* Task input:
** begin **
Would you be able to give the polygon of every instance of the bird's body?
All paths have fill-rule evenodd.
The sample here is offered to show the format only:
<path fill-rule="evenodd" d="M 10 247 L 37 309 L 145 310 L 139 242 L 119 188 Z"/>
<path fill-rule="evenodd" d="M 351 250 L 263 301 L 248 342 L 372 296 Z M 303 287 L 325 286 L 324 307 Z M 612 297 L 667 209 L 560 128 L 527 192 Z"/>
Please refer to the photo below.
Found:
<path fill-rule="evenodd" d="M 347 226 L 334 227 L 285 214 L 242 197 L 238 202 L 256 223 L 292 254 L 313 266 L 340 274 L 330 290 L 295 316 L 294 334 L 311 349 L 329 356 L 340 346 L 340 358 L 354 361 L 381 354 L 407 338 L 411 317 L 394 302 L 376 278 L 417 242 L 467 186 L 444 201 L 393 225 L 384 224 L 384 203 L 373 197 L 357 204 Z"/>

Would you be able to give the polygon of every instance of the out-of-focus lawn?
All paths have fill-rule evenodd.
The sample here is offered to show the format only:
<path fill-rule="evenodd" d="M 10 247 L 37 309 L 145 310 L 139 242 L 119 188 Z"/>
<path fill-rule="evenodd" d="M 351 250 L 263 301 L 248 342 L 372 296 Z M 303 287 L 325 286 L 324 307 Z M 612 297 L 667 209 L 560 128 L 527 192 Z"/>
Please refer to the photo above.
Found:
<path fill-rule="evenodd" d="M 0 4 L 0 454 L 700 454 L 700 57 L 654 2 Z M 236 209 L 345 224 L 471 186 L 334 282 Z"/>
** end **
* The request: Rewrite every one of the records above with "polygon" swapped for "outline" in each place it occurs, leaving all other text untouched.

* Answer below:
Would you be able to give the outline of every instance of the bird's body?
All paths have fill-rule evenodd.
The sample here is offered to show the format only:
<path fill-rule="evenodd" d="M 10 247 L 37 309 L 145 310 L 139 242 L 119 188 Z"/>
<path fill-rule="evenodd" d="M 351 250 L 263 301 L 248 342 L 372 296 Z M 303 287 L 325 286 L 324 307 Z M 612 297 L 667 209 L 560 128 L 527 192 Z"/>
Please refer to the photo below.
Found:
<path fill-rule="evenodd" d="M 347 226 L 334 227 L 285 214 L 242 197 L 238 202 L 256 223 L 292 254 L 313 266 L 340 274 L 330 290 L 295 316 L 294 334 L 311 349 L 329 356 L 340 346 L 340 358 L 354 361 L 381 354 L 407 338 L 411 317 L 394 302 L 376 278 L 417 242 L 467 186 L 444 201 L 393 225 L 384 224 L 384 203 L 373 197 L 357 204 Z"/>

Would you be able to give the outline of every instance of the out-of-focus lawn?
All paths have fill-rule evenodd.
The sample here is offered to show the format only:
<path fill-rule="evenodd" d="M 10 247 L 37 309 L 145 310 L 139 242 L 119 188 Z"/>
<path fill-rule="evenodd" d="M 351 250 L 263 301 L 248 342 L 372 296 Z M 303 287 L 325 286 L 324 307 Z M 612 297 L 667 209 L 560 128 L 527 192 Z"/>
Please refer to the photo above.
Found:
<path fill-rule="evenodd" d="M 0 4 L 0 454 L 700 454 L 700 57 L 654 2 Z M 236 209 L 345 224 L 471 186 L 334 282 Z"/>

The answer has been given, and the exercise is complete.